Source extract:
"""

Take Teddy.  Jamie’s wicked little companion is an average, ratty looking, stuffed toy.  He only speaks to Jamie, and only in voice over, which is a slightly altered version of Jamie’s own voice.  All of Jamie’s worst behaviors are at Teddy’s suggestion.  Jamie is obviously projecting all his dark and inappropriate thoughts to his imaginary friend.  There is even an ironic moment when Teddy tries to convince Jamie that the vision of one of his victims is all his head.  Except there is one scene where Sandy is leaving Jamie’s empty room and Teddy, sitting alone on the bed, turns his head as she leaves.  That is the only time Teddy ever moves on his own and there is no follow up or explanation at all for that scene.  What the fuck, THE PIT? 

The pit monsters are no surprise, but are just as confusing.  Jamie decides early on he needs to feed the Tra-la-logs (the questions of what the beasts ate before he found them or why the hell they are living in a pit in the first place are never addressed).  He starts with chocolate bars (not well received), before switching to raw beef from the butcher shop.  When he runs out of meat money, he tries to coax an uncooperative farm cow into the pit.  Teddy convinces Jamie start feeding them the town’s most numerous food source:  jerks.

Jamie devises a series of clever ruses to lure in victims, mostly predicated on their inability to look down while walking (they would have probably died from falling into open manholes or elevator shafts eventually, anyway).  Naturally, the first in line to become a monster snack is little Abergail.  She died as she lived, insulting Jamie.  Next, Miss Oliphant gets wheeled into the pit.  Sandy’s football playing boyfriend is next (go long, Allen).

"""

Requirement A:
According to the passage about Teddy and the pit monsters, what does Jamie first feed the Tra-la-logs?

Material provided:
"""

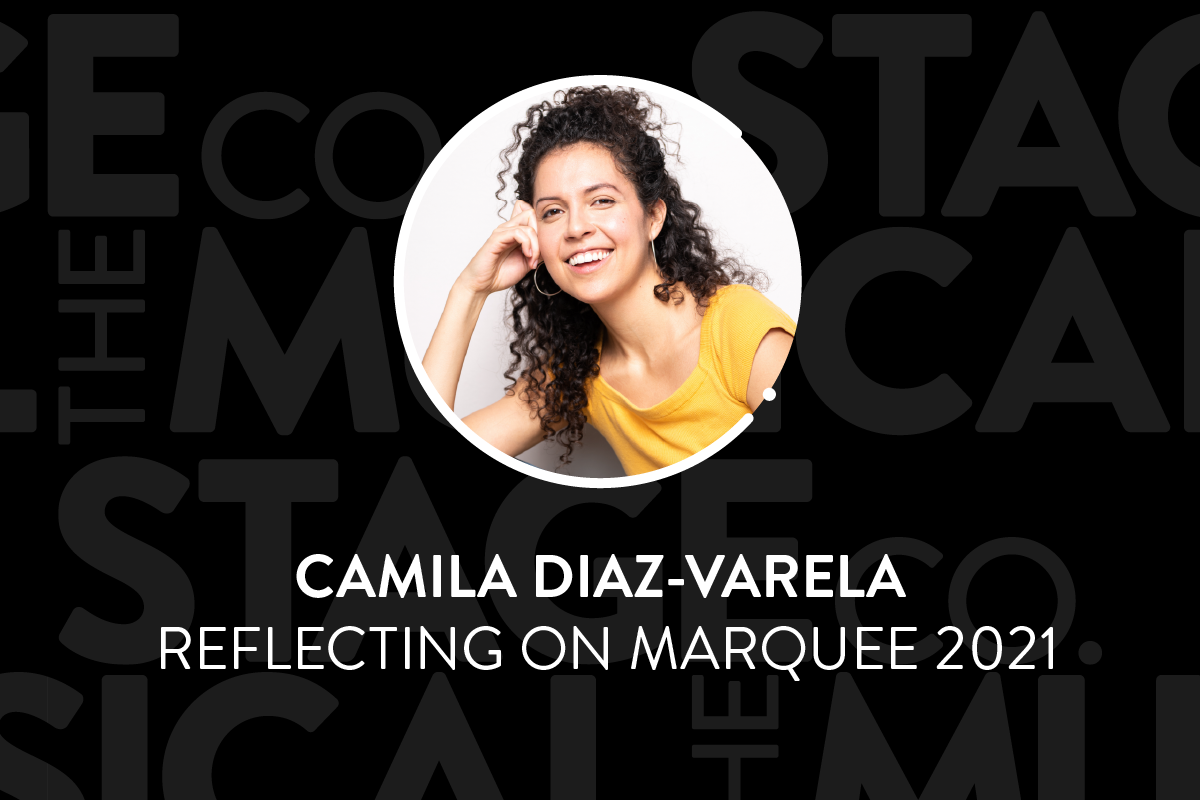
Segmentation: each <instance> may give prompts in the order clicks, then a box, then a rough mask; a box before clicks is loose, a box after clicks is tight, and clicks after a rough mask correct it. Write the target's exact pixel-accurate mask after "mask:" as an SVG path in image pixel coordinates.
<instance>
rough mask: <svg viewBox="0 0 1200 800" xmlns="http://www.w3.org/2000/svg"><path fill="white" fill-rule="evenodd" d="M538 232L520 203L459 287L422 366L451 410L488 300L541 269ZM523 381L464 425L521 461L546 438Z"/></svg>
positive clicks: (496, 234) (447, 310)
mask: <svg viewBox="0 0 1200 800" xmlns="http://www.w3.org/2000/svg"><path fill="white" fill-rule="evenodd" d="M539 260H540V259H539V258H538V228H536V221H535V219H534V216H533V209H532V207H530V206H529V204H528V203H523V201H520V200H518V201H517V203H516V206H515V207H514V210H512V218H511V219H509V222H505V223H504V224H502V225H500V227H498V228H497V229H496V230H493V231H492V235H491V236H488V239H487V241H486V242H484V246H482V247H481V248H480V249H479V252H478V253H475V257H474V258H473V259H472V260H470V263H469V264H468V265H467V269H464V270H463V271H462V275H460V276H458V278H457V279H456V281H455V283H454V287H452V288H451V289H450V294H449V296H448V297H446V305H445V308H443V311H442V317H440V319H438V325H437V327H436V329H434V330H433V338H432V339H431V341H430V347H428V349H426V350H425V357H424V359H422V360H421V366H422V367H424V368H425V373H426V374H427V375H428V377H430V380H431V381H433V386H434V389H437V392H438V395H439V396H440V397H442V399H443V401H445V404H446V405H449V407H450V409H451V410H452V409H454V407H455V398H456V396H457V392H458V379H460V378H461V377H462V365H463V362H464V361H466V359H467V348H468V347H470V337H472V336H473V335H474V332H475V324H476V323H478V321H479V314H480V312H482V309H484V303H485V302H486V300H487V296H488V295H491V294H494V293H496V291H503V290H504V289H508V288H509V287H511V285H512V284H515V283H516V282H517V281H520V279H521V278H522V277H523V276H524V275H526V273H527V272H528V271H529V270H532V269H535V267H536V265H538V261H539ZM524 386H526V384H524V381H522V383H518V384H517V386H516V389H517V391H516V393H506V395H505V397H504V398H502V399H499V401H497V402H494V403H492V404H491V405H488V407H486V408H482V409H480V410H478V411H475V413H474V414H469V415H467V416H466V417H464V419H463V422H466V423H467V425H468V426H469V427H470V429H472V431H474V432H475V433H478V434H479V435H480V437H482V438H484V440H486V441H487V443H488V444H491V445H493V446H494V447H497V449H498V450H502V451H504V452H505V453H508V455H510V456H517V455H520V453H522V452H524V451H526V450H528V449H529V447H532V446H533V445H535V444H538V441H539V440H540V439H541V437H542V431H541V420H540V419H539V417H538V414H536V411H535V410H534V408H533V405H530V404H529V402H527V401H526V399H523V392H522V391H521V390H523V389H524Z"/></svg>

"""
"""

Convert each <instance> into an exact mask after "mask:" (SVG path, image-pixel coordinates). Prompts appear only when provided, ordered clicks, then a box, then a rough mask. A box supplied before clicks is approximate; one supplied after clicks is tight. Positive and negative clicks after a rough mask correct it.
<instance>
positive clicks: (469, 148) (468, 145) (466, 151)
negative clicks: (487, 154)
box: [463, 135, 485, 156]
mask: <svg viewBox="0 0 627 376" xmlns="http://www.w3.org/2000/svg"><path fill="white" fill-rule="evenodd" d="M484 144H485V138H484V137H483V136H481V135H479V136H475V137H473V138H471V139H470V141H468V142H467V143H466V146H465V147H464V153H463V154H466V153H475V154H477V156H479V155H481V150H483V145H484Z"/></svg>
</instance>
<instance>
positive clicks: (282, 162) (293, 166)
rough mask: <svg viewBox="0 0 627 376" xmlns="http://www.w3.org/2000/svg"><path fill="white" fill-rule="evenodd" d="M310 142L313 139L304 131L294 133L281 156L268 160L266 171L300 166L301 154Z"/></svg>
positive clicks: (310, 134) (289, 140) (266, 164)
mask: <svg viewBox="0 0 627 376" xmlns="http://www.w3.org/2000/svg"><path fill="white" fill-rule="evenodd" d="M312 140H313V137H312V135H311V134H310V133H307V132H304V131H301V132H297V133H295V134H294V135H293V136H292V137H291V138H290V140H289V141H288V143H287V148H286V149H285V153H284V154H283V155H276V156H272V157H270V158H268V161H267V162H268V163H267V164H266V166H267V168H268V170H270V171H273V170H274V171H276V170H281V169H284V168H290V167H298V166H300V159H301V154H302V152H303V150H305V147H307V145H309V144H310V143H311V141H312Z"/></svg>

"""
"""

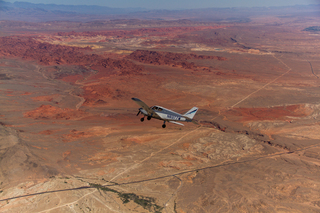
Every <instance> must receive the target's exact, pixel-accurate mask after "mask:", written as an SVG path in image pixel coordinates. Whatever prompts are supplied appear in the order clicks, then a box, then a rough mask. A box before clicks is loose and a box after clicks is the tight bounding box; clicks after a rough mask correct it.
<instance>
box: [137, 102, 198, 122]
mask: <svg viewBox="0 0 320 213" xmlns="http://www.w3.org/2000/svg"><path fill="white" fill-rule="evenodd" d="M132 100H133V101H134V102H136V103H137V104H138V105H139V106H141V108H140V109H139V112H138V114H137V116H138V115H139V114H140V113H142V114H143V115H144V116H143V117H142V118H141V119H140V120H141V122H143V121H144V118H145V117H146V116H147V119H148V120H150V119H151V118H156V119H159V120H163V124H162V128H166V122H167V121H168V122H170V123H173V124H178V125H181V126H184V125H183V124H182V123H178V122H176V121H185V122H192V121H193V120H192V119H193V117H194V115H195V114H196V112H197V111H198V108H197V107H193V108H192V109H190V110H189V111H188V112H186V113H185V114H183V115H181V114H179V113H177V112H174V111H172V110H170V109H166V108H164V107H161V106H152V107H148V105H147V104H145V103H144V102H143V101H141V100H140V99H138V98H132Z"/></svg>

"""

Requirement B:
Edit the records from the line containing "Segmentation: each <instance>" through the line containing "positive clicks: (496, 234) (447, 310)", changing every "rough mask" to "coarse mask" and leaving everything else the same. Return only those lines.

Task result A:
Chocolate bars.

Task result B:
Segmentation: each <instance> may give prompts in the order clicks, then a box, then a coarse mask; a box before clicks is loose, a box after clicks is tight, and clicks after a coarse mask correct it. Write the target's exact pixel-accurate mask after "mask:" as an SVG path in image pixel coordinates.
<instance>
coarse mask: <svg viewBox="0 0 1200 800" xmlns="http://www.w3.org/2000/svg"><path fill="white" fill-rule="evenodd" d="M538 232L520 203L459 287L422 366L451 410L488 300L541 269ZM523 381L464 425L521 461L546 438Z"/></svg>
positive clicks: (496, 234) (447, 310)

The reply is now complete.